> **Records from a collection**
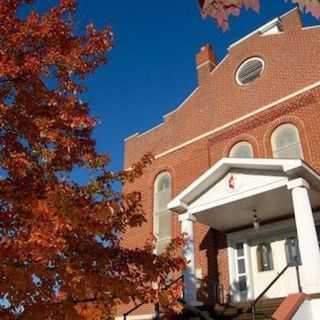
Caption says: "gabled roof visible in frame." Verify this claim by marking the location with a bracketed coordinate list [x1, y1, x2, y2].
[168, 158, 320, 213]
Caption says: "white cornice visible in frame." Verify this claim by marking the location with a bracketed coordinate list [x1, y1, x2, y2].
[228, 18, 280, 49]
[137, 122, 164, 138]
[163, 88, 199, 118]
[124, 132, 139, 142]
[302, 25, 320, 31]
[196, 60, 213, 70]
[280, 6, 299, 19]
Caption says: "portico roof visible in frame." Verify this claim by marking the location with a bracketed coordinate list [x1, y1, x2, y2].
[168, 158, 320, 231]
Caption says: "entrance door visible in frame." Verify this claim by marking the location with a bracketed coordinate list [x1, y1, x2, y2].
[228, 223, 304, 303]
[235, 243, 249, 301]
[229, 242, 254, 302]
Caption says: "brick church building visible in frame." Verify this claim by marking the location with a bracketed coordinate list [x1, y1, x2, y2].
[121, 8, 320, 319]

> **Work request**
Each line above must be set down exactly, though no picture should be carried over.

> **Completed task**
Caption says: "gabled roof visible in frame." Verify this claim by marking the location with a bracketed coordinate list [x1, y1, x2, y2].
[168, 158, 320, 213]
Caption says: "white cornice visible in frame." Verify this claim by marking the location with a bracketed coordinate list [x1, y1, x2, y2].
[228, 18, 280, 49]
[137, 122, 164, 138]
[163, 88, 199, 118]
[124, 132, 139, 142]
[302, 25, 320, 31]
[196, 60, 213, 70]
[280, 6, 299, 19]
Caption says: "portico roof visible in frame." Verify this claim by marking the location with a bracketed coordinate list [x1, y1, x2, y2].
[168, 158, 320, 231]
Caption says: "entrance door visible in frame." Verify this claim by marking the location with a bracketed coordinate list [x1, y1, x2, y2].
[228, 223, 304, 303]
[235, 243, 249, 301]
[229, 242, 254, 302]
Caption says: "brick church building visible in frame." Verify this claim by marking the location with a bracketed coordinate list [x1, y1, x2, y2].
[121, 8, 320, 319]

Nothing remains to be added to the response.